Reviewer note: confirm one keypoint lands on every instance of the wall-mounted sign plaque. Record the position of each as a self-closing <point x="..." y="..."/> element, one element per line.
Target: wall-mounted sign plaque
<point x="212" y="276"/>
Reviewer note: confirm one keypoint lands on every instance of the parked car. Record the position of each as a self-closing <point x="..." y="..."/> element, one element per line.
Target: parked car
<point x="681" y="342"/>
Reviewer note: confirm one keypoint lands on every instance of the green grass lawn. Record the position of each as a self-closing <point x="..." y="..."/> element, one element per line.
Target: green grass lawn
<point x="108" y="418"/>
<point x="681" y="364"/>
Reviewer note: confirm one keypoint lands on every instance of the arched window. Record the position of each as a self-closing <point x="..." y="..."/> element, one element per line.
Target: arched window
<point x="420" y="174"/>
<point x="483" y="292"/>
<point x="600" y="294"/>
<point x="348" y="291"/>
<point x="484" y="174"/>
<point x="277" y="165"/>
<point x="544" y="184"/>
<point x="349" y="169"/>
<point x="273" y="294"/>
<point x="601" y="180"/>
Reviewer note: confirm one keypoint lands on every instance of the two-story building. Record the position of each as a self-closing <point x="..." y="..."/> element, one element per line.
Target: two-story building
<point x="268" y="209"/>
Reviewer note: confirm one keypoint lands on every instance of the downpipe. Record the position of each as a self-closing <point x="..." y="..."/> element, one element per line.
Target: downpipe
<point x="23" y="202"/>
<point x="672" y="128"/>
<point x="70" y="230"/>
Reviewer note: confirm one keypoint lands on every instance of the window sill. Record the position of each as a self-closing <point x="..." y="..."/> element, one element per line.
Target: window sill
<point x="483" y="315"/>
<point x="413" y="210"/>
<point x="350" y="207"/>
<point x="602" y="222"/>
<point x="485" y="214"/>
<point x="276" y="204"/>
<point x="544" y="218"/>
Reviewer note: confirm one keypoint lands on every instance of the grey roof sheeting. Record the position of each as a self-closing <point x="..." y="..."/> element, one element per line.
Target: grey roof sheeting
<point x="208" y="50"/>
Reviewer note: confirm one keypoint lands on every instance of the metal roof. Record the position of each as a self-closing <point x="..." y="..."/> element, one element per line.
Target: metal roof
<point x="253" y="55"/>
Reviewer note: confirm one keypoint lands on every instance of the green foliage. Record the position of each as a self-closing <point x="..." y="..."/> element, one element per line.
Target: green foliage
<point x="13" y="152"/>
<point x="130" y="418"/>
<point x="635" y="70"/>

========================

Retype all the material exactly, missing nothing.

◆ **Answer area**:
Reviewer note: confirm one keypoint lands on every instance of the wall-mounted sign plaque. Record the position of each as a self-closing <point x="..." y="..."/> element, one element per line.
Target: wall-mounted sign plaque
<point x="212" y="276"/>
Reviewer note: confirm one keypoint lands on every instance of the parked car. Record the position of each as a self-closing <point x="..." y="..."/> element, one element per line.
Target: parked car
<point x="681" y="342"/>
Reviewer note: confirm one keypoint lands on every instance of the green grass lawn. Record the position of each as a self-closing <point x="..." y="..."/> element, one element per line.
Target: green grass lawn
<point x="108" y="418"/>
<point x="681" y="364"/>
Reviewer note: confirm one keypoint lands on every instance of the arched window. Record the position of each as a self-closing <point x="..." y="..."/> element, one element per line.
Target: arched window
<point x="420" y="174"/>
<point x="483" y="292"/>
<point x="600" y="294"/>
<point x="348" y="291"/>
<point x="484" y="174"/>
<point x="277" y="165"/>
<point x="544" y="184"/>
<point x="349" y="169"/>
<point x="273" y="294"/>
<point x="601" y="180"/>
Reviewer note: confirm one keypoint lands on every instance of the two-story building. Record the position of each as a self-closing <point x="..." y="..."/> element, one element per line.
Target: two-story building
<point x="268" y="209"/>
Reviewer note: confirm one keypoint lands on every instance of the downpipe. Record the position of each as a self-closing <point x="..." y="..."/> element, one element per line.
Target: downpipe
<point x="23" y="202"/>
<point x="672" y="128"/>
<point x="70" y="230"/>
Reviewer note: confirm one keypoint lands on every instance of the window sill. Record the position of each as a self-closing <point x="..." y="..."/> element, one element per line.
Target: window sill
<point x="483" y="315"/>
<point x="413" y="210"/>
<point x="350" y="207"/>
<point x="602" y="222"/>
<point x="485" y="214"/>
<point x="276" y="204"/>
<point x="544" y="218"/>
Reviewer note: confirm one keypoint lands on every instance of the grey roof sheeting. Record the position of each as a self-closing <point x="..." y="..."/> element, one element per line.
Target: grey roof sheeting
<point x="208" y="50"/>
Reviewer note: confirm one keypoint lands on every instance of the metal roof. Record the position of each as a self-closing <point x="..." y="..."/> element, one element per line.
Target: metal roof
<point x="253" y="55"/>
Reviewer note: confirm one keypoint lands on every instance of the green foliage. Record the position of each as a self-closing <point x="..." y="..."/> element, one element per line.
Target: green foliage
<point x="13" y="152"/>
<point x="130" y="418"/>
<point x="635" y="70"/>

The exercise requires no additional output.